Problem requirements.
Render all of the data below as a numbered list, omitting any blank lines.

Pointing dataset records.

· · · ·

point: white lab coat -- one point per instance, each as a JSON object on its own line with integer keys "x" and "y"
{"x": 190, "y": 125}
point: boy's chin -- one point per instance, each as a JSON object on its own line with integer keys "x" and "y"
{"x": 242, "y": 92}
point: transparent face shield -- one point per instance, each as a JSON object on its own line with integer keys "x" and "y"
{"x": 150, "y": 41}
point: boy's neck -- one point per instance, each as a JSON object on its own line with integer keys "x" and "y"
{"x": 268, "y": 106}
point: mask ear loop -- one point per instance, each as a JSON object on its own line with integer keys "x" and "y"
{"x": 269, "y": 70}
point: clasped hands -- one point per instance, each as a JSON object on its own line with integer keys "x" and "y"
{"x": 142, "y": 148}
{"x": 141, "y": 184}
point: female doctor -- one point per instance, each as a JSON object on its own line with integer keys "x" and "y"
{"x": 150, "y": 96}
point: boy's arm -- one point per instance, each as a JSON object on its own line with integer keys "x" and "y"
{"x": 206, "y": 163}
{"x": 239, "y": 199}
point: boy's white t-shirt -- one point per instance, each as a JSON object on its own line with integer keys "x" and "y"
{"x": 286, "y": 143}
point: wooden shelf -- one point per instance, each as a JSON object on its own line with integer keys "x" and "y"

· · · ·

Correct result.
1. point: white lab coat -- one point per instance, each as a JSON object on its own line with integer keys "x" and "y"
2. {"x": 190, "y": 125}
3. point: boy's chin -- one point per instance, each as a JSON object on its own line with integer keys "x" and "y"
4. {"x": 242, "y": 92}
5. point: transparent face shield -- one point per instance, each as a JSON object on its own line with integer keys "x" and "y"
6. {"x": 150, "y": 41}
7. point: boy's neck -- one point per instance, each as a JSON object on its own line with integer keys "x" and "y"
8. {"x": 268, "y": 106}
9. point: mask ear loop -- one point per instance, each as a JSON object on its own line with integer keys "x" and "y"
10. {"x": 269, "y": 70}
11. point: clasped hands -- one point per instance, each as a JSON object on its own line with integer keys "x" and "y"
12. {"x": 142, "y": 148}
13. {"x": 141, "y": 184}
14. point: female doctor -- one point per instance, each as a JSON object on its own line with integer keys "x" and "y"
15. {"x": 150, "y": 96}
16. point: boy's arm -- one point per instance, each as a JSON object on its own line with integer keys "x" and "y"
17. {"x": 206, "y": 163}
18. {"x": 239, "y": 199}
19. point: boy's white t-shirt -- one point per instance, each as a JSON object on its own line with integer keys "x" and "y"
20. {"x": 286, "y": 143}
21. point: wooden shelf -- one point per instance, each as a JSON object on its own line with integer keys "x" and "y"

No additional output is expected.